> _Information shown_:
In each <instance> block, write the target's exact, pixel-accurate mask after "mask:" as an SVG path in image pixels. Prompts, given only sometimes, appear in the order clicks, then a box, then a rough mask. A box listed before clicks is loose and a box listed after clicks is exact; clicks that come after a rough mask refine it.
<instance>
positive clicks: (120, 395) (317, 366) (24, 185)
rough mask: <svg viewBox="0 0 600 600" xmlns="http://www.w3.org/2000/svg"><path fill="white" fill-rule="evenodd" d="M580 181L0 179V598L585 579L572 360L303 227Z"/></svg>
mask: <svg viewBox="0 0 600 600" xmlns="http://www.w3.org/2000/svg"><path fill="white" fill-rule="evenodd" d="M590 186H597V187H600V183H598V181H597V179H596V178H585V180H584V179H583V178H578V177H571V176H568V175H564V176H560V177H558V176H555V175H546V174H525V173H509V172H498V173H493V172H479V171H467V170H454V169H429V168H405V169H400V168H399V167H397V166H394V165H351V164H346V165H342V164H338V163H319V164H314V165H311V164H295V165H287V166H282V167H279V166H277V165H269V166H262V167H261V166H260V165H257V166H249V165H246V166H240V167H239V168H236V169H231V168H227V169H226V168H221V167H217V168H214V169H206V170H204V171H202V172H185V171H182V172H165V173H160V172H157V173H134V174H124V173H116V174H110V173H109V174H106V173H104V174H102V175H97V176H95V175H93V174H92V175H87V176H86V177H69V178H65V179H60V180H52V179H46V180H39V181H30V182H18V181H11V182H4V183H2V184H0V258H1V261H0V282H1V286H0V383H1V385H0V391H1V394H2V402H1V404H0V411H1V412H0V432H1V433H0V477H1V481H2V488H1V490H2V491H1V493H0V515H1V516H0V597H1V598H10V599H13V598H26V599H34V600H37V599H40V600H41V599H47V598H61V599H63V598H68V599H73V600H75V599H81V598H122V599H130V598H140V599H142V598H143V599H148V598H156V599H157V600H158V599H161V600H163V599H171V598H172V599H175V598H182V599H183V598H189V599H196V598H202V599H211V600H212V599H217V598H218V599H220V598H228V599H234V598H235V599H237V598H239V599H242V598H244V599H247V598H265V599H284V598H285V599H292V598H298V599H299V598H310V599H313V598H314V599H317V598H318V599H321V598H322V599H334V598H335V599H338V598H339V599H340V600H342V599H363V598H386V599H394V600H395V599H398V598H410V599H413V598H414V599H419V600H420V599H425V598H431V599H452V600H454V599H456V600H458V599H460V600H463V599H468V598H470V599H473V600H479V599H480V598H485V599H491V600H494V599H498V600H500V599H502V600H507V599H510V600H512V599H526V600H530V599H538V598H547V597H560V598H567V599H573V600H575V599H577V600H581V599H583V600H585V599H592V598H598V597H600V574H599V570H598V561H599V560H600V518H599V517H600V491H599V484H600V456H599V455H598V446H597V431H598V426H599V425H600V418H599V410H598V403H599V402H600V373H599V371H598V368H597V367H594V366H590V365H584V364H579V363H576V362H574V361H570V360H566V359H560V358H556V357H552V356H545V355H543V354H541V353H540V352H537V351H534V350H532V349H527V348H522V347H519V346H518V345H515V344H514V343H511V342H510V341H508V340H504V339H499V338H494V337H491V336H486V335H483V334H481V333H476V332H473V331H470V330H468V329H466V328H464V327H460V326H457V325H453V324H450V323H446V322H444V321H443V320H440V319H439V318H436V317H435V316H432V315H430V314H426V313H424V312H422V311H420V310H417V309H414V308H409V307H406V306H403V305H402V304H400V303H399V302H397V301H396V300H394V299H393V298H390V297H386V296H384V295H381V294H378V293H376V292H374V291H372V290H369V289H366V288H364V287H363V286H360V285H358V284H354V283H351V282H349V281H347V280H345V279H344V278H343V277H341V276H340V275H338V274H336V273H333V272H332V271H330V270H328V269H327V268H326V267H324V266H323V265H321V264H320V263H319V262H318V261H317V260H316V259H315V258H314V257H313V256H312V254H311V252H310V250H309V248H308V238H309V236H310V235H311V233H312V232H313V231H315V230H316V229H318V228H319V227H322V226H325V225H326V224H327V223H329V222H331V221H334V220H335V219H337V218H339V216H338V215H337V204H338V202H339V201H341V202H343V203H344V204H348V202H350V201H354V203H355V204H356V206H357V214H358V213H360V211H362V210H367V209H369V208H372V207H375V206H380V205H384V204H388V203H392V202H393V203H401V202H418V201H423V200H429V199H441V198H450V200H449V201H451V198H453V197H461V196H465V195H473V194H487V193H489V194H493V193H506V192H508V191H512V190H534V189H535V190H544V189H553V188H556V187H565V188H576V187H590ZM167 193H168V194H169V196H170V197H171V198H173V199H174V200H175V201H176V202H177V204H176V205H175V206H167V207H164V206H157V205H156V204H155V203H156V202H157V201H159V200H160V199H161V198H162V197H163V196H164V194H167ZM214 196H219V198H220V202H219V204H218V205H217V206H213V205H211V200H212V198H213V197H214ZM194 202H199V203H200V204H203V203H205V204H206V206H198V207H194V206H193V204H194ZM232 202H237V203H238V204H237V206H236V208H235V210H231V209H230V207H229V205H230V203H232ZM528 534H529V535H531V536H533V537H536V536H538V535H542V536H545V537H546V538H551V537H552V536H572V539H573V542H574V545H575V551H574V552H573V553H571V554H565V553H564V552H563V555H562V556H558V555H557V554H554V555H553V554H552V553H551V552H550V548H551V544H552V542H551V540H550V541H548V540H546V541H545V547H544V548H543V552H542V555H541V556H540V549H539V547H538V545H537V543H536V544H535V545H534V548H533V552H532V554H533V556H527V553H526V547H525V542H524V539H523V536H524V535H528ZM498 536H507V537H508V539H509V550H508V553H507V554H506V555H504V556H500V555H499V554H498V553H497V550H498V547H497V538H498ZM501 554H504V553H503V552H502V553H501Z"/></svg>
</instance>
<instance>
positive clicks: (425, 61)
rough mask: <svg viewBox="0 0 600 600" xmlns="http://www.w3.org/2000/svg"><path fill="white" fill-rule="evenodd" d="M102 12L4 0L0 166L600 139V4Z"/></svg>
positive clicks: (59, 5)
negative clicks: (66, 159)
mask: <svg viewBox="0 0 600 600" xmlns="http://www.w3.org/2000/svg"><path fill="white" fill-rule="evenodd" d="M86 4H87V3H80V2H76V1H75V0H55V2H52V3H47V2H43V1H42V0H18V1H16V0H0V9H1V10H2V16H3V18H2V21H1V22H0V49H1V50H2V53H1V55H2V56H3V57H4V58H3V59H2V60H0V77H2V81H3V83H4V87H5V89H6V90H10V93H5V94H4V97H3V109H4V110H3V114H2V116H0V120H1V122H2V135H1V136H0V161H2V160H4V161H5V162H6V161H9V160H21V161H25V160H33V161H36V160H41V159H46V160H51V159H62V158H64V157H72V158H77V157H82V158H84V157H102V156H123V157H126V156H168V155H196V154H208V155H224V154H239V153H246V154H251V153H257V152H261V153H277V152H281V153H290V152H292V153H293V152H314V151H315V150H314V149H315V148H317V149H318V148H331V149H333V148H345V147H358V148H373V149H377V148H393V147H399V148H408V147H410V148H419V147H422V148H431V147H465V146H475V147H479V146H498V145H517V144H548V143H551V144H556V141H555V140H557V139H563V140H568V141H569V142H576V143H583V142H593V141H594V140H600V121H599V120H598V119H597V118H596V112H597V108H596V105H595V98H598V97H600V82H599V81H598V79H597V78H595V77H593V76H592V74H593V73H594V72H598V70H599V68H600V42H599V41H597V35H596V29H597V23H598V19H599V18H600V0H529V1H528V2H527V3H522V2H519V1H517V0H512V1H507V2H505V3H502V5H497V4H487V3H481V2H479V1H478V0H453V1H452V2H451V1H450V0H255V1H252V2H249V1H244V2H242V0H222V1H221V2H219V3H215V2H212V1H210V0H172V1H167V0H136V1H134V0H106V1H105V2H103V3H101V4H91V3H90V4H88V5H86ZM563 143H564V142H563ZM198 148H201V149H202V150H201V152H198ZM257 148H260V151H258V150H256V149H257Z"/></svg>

> _Work request_:
Word for word, reproduce the listing above from its start up to and including the line that has "positive clicks: (120, 395)". Give only those lines.

> _Exercise response_:
In each <instance> block, write the target's exact, pixel-accurate mask after "mask:" as an SVG path in image pixels. Prompts, given only sometimes, appear in the order clicks, then a box, then a rough mask. A box listed before clicks is loose and a box listed after clicks is exact; clicks that come after a rough mask refine it.
<instance>
positive clicks: (120, 395) (317, 366) (24, 185)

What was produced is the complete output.